Object location annotation data

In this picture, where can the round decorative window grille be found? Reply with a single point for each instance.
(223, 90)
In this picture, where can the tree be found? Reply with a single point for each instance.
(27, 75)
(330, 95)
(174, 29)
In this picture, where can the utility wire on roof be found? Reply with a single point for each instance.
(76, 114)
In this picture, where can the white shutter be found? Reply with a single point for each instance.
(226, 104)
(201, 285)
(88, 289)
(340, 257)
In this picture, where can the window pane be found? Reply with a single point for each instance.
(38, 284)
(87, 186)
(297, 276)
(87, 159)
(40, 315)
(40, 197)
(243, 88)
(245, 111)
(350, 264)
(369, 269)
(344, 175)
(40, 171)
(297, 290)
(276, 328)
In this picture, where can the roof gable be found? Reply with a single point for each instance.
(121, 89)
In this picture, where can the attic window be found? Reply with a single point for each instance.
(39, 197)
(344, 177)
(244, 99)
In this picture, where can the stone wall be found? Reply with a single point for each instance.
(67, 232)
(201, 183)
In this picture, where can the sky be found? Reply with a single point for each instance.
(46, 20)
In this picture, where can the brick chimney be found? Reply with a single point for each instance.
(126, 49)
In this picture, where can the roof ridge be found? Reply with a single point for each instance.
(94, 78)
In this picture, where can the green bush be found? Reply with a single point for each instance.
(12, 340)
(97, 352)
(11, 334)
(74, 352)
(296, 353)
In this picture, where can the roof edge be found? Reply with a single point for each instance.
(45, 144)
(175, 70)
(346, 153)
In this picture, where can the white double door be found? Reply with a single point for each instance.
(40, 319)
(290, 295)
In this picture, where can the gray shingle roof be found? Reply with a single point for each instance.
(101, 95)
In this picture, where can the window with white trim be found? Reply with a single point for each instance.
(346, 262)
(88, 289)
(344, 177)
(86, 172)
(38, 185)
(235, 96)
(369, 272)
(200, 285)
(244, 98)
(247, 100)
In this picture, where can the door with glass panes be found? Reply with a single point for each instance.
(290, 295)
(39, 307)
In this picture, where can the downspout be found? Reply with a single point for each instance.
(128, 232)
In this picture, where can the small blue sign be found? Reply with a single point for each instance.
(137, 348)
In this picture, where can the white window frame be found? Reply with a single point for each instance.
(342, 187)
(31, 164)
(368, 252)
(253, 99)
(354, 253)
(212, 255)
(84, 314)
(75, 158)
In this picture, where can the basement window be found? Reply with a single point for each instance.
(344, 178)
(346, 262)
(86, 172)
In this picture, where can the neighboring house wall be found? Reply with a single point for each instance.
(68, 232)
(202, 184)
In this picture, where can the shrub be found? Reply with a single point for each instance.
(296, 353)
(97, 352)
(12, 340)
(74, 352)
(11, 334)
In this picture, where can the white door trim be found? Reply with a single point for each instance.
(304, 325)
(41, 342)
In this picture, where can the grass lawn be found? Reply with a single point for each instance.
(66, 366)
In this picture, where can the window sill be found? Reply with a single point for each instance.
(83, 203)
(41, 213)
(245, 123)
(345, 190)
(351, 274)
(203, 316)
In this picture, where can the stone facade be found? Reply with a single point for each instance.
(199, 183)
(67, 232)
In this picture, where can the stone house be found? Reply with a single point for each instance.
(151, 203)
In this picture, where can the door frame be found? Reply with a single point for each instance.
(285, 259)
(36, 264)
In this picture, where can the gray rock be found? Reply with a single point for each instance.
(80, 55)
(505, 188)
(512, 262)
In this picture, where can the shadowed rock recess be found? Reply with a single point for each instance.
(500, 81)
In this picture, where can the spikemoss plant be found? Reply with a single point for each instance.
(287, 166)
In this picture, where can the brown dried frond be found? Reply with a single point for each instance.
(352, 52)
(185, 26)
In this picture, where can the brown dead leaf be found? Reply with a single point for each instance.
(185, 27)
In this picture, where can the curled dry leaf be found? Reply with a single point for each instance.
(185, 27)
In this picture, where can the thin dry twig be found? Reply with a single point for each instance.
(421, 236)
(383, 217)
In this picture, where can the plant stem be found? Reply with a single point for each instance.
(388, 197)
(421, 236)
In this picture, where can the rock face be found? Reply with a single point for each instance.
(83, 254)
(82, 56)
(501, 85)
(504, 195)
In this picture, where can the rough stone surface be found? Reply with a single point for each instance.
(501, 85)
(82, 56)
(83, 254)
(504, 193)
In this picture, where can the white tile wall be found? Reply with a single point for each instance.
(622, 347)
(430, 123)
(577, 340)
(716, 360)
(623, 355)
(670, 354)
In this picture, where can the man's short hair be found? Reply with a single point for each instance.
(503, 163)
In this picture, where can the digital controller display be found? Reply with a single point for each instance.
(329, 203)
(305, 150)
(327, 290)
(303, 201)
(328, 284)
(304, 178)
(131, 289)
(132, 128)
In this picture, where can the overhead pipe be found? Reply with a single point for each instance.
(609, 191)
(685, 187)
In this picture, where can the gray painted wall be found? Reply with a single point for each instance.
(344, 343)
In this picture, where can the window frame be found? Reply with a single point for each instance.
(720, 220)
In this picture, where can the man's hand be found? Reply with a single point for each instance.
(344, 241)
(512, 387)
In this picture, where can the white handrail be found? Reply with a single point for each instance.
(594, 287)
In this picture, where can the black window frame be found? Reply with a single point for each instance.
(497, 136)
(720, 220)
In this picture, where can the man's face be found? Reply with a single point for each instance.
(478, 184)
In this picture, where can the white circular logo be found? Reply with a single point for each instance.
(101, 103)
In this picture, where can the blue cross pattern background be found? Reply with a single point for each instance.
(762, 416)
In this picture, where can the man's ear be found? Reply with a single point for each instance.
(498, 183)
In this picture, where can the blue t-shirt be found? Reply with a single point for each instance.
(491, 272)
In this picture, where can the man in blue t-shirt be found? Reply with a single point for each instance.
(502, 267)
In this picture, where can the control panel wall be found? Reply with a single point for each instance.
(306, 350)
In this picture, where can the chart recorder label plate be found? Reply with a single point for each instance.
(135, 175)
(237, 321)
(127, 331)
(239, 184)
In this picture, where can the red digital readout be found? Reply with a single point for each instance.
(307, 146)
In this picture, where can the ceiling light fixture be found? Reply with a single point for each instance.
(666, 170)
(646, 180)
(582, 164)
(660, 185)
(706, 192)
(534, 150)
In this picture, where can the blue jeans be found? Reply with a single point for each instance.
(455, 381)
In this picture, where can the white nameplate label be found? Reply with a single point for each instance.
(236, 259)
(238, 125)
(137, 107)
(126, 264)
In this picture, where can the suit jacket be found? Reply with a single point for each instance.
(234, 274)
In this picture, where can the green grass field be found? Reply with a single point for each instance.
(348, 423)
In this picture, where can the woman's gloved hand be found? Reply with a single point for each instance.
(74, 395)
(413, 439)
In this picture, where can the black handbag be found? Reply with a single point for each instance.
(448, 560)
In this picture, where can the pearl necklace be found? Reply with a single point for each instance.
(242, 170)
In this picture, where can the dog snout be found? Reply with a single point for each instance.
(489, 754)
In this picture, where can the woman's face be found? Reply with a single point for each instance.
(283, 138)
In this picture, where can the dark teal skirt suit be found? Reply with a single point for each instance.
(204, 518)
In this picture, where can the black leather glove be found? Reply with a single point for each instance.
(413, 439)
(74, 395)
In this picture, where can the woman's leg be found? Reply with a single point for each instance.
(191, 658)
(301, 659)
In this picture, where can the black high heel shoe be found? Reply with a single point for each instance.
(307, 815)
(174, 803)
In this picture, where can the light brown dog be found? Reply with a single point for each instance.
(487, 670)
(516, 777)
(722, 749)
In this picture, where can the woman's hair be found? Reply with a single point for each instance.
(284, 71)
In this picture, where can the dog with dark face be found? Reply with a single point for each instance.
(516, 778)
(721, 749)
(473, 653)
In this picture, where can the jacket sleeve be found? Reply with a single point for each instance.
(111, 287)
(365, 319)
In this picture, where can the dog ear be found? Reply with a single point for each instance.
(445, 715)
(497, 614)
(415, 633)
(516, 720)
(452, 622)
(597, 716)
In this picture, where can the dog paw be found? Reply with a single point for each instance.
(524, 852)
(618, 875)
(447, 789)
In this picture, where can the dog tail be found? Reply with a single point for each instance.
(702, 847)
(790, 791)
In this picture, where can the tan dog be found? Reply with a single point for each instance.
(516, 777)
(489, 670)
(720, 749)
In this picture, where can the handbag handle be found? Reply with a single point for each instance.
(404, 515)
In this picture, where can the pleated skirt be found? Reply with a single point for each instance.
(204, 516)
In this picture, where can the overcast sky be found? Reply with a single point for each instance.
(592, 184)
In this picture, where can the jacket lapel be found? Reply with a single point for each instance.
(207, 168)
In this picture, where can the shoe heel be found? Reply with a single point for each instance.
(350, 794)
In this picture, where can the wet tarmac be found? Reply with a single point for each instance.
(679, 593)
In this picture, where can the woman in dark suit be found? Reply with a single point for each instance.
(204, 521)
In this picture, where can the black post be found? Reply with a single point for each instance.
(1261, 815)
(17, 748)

Directions for this task: Repeat exactly the lines starting at the line with "In this picture, where can the jacket lapel" and ending with the final line of the entries. Include nothing else.

Output of the task:
In this picture, where can the jacket lapel be found? Reply with a single point for each instance.
(207, 168)
In this picture, where can the shoe heel be found? Reply with a single point for each instance.
(350, 794)
In this picture, where can the wet tarmac be found? Reply with a single point for each instance.
(679, 593)
In this picture, where can the woman in dark suit be found? Reply with a single point for each instance.
(204, 521)
In this picture, where can the black post be found? Reply with a single point for each instance.
(1261, 815)
(17, 748)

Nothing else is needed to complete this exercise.